> _Task objective_
The entries should be restated word for word.

> _Extracted entries_
------------

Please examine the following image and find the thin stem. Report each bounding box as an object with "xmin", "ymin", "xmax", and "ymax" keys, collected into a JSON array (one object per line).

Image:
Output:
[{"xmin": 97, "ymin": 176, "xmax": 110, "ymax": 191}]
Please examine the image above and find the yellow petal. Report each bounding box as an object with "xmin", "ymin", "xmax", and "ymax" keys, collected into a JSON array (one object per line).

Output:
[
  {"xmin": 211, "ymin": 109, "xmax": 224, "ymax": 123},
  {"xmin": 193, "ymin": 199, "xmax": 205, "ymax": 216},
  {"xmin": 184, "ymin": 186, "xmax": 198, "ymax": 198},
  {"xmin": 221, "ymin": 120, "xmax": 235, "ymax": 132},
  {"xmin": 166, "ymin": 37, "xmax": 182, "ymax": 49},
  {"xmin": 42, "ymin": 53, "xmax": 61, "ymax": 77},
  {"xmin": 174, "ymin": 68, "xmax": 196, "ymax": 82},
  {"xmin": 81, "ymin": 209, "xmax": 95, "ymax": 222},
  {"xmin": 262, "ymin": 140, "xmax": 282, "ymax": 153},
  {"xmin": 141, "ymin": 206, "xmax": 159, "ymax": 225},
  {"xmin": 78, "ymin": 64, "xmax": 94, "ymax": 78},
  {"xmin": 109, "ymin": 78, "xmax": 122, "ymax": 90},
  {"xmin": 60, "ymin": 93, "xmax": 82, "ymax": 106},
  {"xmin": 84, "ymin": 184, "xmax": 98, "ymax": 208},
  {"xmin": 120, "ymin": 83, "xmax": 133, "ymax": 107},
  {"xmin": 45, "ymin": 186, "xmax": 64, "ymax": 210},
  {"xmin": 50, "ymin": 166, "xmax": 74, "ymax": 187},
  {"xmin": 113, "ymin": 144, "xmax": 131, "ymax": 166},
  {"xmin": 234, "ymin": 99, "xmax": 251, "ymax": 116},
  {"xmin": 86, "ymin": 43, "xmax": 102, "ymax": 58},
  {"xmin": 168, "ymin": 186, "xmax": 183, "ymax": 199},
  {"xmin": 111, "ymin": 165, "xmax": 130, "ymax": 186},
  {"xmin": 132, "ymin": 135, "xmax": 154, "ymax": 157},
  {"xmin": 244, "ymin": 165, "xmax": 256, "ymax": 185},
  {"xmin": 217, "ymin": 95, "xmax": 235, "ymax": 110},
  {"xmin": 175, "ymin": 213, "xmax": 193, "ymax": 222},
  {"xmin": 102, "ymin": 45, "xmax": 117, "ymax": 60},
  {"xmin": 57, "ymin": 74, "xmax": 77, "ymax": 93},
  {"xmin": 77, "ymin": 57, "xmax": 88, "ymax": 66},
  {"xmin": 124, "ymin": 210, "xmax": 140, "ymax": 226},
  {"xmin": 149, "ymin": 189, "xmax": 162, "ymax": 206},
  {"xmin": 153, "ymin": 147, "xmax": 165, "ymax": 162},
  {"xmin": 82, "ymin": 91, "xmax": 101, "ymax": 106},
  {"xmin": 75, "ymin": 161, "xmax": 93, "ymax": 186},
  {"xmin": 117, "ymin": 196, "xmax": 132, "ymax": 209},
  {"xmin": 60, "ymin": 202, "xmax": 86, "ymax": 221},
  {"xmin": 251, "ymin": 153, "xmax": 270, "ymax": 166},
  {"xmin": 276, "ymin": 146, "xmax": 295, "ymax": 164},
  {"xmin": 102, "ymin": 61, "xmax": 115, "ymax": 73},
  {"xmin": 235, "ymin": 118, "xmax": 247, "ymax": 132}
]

------------

> _Solution to the problem_
Please examine the following image and find the thin stem. Report each bounding box as an object with "xmin", "ymin", "xmax", and "ymax" keys, collected into a JSON array (one object per line).

Image:
Output:
[{"xmin": 97, "ymin": 176, "xmax": 110, "ymax": 191}]
Please examine the image above and find the yellow petal. Report each bounding box as an object with "xmin", "ymin", "xmax", and "ymax" keys, collected into a JSON array (one object per line).

Output:
[
  {"xmin": 211, "ymin": 109, "xmax": 224, "ymax": 123},
  {"xmin": 193, "ymin": 199, "xmax": 205, "ymax": 216},
  {"xmin": 184, "ymin": 186, "xmax": 198, "ymax": 198},
  {"xmin": 221, "ymin": 120, "xmax": 235, "ymax": 132},
  {"xmin": 166, "ymin": 37, "xmax": 182, "ymax": 49},
  {"xmin": 42, "ymin": 53, "xmax": 61, "ymax": 77},
  {"xmin": 174, "ymin": 68, "xmax": 196, "ymax": 82},
  {"xmin": 81, "ymin": 209, "xmax": 95, "ymax": 222},
  {"xmin": 262, "ymin": 140, "xmax": 282, "ymax": 153},
  {"xmin": 141, "ymin": 206, "xmax": 159, "ymax": 225},
  {"xmin": 78, "ymin": 64, "xmax": 94, "ymax": 78},
  {"xmin": 109, "ymin": 78, "xmax": 122, "ymax": 90},
  {"xmin": 60, "ymin": 93, "xmax": 82, "ymax": 106},
  {"xmin": 84, "ymin": 184, "xmax": 98, "ymax": 208},
  {"xmin": 120, "ymin": 83, "xmax": 133, "ymax": 107},
  {"xmin": 45, "ymin": 186, "xmax": 64, "ymax": 210},
  {"xmin": 50, "ymin": 166, "xmax": 74, "ymax": 187},
  {"xmin": 113, "ymin": 144, "xmax": 131, "ymax": 166},
  {"xmin": 234, "ymin": 99, "xmax": 251, "ymax": 116},
  {"xmin": 86, "ymin": 43, "xmax": 102, "ymax": 58},
  {"xmin": 168, "ymin": 186, "xmax": 183, "ymax": 199},
  {"xmin": 111, "ymin": 165, "xmax": 130, "ymax": 186},
  {"xmin": 132, "ymin": 135, "xmax": 154, "ymax": 157},
  {"xmin": 244, "ymin": 165, "xmax": 256, "ymax": 185},
  {"xmin": 217, "ymin": 95, "xmax": 235, "ymax": 110},
  {"xmin": 175, "ymin": 213, "xmax": 193, "ymax": 222},
  {"xmin": 102, "ymin": 45, "xmax": 117, "ymax": 60},
  {"xmin": 57, "ymin": 74, "xmax": 77, "ymax": 93},
  {"xmin": 77, "ymin": 57, "xmax": 88, "ymax": 66},
  {"xmin": 124, "ymin": 210, "xmax": 140, "ymax": 226},
  {"xmin": 149, "ymin": 189, "xmax": 162, "ymax": 206},
  {"xmin": 153, "ymin": 147, "xmax": 165, "ymax": 162},
  {"xmin": 82, "ymin": 91, "xmax": 101, "ymax": 106},
  {"xmin": 75, "ymin": 161, "xmax": 93, "ymax": 186},
  {"xmin": 117, "ymin": 196, "xmax": 132, "ymax": 209},
  {"xmin": 60, "ymin": 202, "xmax": 86, "ymax": 221},
  {"xmin": 251, "ymin": 153, "xmax": 270, "ymax": 166},
  {"xmin": 276, "ymin": 146, "xmax": 295, "ymax": 164},
  {"xmin": 102, "ymin": 61, "xmax": 115, "ymax": 73},
  {"xmin": 235, "ymin": 118, "xmax": 247, "ymax": 132}
]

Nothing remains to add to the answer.